LONDON (Reuters) – Global stock markets sank on Monday as soaring COVID-19 cases offset investor hopes of a quick economic recovery, while the Chinese economy posted a better-than-expected rebound in the fourth quarter of 2020.
European stocks as measured by the STOXX 600 index opened 0.3% weaker, after failed merger talks between French retailer Carrefour and Alimentation Couche-Tard. [.EU]
Germany’s DAX fell 0.2%, France’s CAC 40 index fell 0.3% and Italy’s FTSE MIB index slipped 0.3%. Britain’s FTSE 100 index fell 0.1%.
In Asia, Chinese blue chips gained 0.8% after the economy was reported to have grown 6.5% in the fourth quarter, on a year earlier, topping forecasts of 6.1%.
Industrial production for December also beat estimates, though retail sales missed the mark.
“The recovery in domestic demand still lacks a solid backing,” said Lauri Hälikkä, fixed income and FX strategist at SEB. “Sporadic virus outbreaks have intensified downside risks in the near term.”
Hallika said the impact of the latest regional lockdowns and mass testing is likely to be limited and short-lived.

EXTRACTED MATERIAL —
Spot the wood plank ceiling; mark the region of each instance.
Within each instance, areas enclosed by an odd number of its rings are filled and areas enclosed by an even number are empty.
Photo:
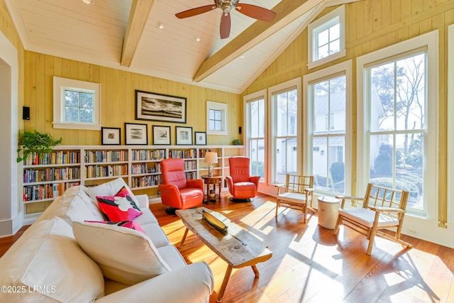
[[[221,40],[219,9],[175,16],[211,0],[5,0],[27,50],[237,94],[323,9],[353,1],[243,0],[277,18],[233,11],[230,37]]]

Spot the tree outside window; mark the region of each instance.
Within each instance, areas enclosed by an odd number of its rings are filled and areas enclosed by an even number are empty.
[[[422,210],[426,127],[426,53],[367,70],[370,182],[410,192]]]

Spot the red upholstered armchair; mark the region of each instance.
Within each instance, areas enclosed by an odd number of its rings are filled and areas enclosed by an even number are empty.
[[[230,176],[226,176],[228,192],[236,202],[250,202],[257,195],[260,176],[251,176],[249,165],[250,160],[246,157],[228,158]]]
[[[159,185],[161,200],[169,206],[165,211],[175,214],[175,209],[186,209],[204,202],[204,180],[186,180],[184,160],[165,159],[161,162],[162,184]]]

LIST OF TASKS —
a) According to the stock market report, how much did China's economy grow in the fourth quarter of 2020 compared with a year earlier?
b) Write the next part of the stock market report, picking up after its last sentence.
The items have no connection to the stock market report.

SOLVED PROBLEMS —
a) It grew 6.5%.

b)
The pick-up in China was a marked contrast to the United States and Europe, where the spread of coronavirus has hit consumer spending, underlined by dismal U.S. retail sales reported on Friday.
Poor U.S. consumer spending data last week helped Treasuries pare some of their recent steep losses and 10-year yields were trading at 1.087%, down from last week’s top of 1.187%.
The more sober mood in turn boosted the safe-haven U.S. dollar, catching a bearish market deeply short. Speculators increased their net short dollar position to the largest since May 2011 in the week ended Jan. 12.
Also evident are doubts about how much of U.S. President-elect Joe Biden’s stimulus package will make it through Congress given Republican opposition, and the risk of more violence at his inauguration on Wednesday.
Elsewhere in Asian markets, Japan’s Nikkei slipped 0.8% and away from a 30-year high.
MSCI’S All Country World Index, which tracks stocks across 49 countries, fell 0.1%, down for a second session after hitting record highs only last week.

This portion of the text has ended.